■ What you need to do ■
Retrieve every line from the records in which the word "marble" occurs.

■ Data provided ■
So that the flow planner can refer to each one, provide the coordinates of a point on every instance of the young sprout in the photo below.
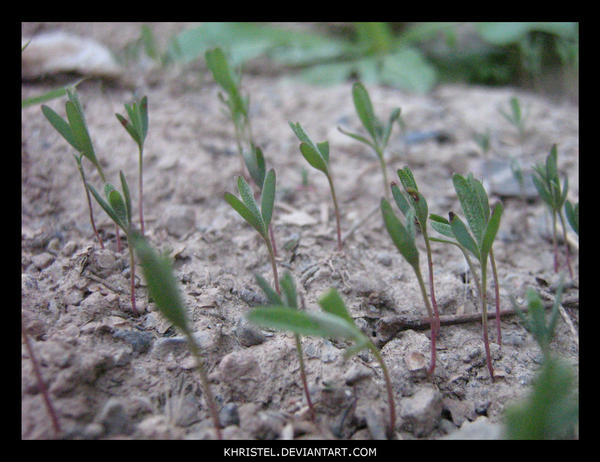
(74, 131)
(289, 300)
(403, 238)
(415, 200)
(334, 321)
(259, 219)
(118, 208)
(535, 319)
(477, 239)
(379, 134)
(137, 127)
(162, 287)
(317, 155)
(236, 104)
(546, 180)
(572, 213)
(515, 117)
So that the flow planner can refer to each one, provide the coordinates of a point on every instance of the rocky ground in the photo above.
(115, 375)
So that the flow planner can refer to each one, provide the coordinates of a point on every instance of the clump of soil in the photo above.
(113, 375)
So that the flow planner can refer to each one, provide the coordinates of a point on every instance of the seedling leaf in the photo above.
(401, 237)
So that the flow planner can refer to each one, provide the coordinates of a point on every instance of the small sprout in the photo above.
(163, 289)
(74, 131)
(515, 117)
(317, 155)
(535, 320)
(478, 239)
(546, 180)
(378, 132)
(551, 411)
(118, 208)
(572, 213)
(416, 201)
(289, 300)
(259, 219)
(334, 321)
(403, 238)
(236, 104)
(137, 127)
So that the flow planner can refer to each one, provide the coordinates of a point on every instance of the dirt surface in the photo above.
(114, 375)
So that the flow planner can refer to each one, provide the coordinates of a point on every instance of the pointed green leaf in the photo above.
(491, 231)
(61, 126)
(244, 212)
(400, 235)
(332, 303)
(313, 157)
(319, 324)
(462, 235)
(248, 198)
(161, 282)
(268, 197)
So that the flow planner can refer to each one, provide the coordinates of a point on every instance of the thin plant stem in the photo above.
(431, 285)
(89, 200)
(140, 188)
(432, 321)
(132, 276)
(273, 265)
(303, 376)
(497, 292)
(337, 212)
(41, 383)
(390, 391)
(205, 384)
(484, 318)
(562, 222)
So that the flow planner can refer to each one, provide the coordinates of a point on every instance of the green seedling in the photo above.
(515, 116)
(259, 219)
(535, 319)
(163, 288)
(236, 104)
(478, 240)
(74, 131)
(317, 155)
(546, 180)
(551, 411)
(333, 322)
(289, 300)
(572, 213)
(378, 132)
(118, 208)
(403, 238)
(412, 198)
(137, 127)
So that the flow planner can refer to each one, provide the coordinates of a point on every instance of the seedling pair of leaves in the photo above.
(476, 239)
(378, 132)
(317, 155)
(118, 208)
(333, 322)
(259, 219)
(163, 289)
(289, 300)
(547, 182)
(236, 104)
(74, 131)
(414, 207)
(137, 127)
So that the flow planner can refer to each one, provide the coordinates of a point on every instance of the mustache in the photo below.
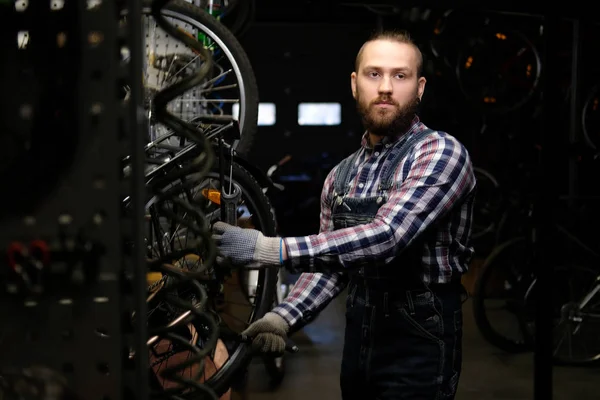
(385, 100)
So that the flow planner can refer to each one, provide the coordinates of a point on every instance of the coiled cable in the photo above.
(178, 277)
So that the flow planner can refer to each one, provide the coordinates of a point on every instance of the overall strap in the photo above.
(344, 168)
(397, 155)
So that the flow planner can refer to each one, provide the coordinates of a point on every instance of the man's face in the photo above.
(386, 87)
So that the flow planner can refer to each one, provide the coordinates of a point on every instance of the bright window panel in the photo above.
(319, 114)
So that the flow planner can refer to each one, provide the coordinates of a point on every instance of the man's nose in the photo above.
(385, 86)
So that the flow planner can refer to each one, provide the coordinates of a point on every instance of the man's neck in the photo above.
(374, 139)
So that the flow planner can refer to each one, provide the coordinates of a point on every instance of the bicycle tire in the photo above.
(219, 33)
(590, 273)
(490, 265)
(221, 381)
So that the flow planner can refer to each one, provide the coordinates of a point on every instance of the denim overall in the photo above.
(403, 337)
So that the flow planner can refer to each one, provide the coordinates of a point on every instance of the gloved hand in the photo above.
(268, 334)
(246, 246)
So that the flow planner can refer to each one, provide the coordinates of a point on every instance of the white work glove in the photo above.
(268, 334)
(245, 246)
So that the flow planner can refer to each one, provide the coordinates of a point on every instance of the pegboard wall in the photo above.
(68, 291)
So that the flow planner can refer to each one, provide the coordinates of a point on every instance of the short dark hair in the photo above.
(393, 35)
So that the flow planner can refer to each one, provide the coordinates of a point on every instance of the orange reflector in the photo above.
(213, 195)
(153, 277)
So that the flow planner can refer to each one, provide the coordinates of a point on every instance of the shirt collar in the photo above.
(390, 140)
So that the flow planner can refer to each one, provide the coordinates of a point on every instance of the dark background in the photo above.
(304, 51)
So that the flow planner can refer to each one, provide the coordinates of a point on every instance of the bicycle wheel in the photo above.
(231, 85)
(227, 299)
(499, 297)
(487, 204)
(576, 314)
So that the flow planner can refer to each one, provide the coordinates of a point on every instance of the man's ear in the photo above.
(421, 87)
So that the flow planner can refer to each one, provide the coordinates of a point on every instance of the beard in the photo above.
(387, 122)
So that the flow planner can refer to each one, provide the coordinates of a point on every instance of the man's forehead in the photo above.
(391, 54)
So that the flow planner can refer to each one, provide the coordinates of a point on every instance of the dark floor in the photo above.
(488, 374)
---
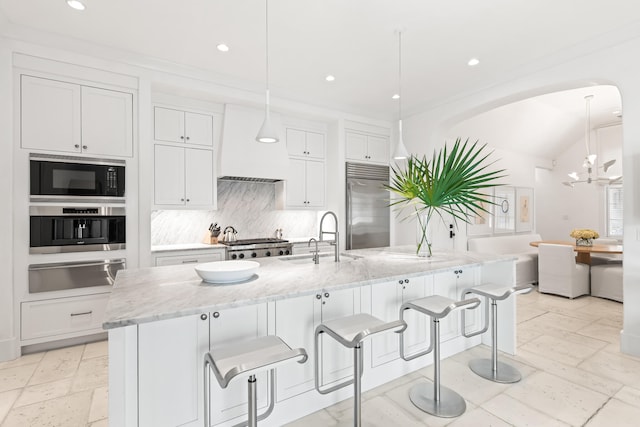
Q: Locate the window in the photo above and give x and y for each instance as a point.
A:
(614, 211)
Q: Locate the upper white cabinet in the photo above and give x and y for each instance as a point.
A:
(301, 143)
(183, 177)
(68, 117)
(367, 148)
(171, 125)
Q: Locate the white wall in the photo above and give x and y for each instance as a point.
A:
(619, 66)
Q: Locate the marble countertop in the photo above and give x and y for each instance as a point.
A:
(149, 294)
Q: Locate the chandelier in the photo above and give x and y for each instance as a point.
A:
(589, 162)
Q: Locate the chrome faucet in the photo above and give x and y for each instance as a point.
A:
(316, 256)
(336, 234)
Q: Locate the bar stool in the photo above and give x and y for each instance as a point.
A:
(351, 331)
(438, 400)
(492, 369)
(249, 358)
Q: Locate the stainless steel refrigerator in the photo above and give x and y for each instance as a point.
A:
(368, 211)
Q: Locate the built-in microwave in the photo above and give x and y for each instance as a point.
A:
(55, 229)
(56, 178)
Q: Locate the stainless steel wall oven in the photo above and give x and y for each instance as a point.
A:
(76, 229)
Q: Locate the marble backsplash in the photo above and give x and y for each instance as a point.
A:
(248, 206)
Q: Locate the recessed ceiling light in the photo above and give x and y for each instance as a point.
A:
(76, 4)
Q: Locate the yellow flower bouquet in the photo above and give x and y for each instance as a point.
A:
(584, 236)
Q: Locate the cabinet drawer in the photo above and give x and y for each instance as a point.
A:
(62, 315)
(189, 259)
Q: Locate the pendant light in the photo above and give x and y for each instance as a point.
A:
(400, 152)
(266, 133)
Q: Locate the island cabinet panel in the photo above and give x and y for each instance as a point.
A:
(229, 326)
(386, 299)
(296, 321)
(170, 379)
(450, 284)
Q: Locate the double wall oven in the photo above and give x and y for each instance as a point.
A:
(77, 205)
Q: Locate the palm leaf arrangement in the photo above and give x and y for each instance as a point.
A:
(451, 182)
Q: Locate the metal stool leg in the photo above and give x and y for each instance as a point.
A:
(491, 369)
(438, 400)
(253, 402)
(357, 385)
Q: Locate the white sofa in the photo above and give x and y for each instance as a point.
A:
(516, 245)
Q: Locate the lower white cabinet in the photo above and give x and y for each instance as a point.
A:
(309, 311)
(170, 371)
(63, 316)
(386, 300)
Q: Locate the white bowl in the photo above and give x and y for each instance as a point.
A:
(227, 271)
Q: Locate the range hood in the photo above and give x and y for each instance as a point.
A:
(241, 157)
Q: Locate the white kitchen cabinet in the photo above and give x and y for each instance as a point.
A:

■ Answer to this exercise ■
Q: Locate the marble countertop in the photo above and give x and y for each instance as a point.
Q: Locate the marble backsplash in the photo above and give x and y for each instance as a point.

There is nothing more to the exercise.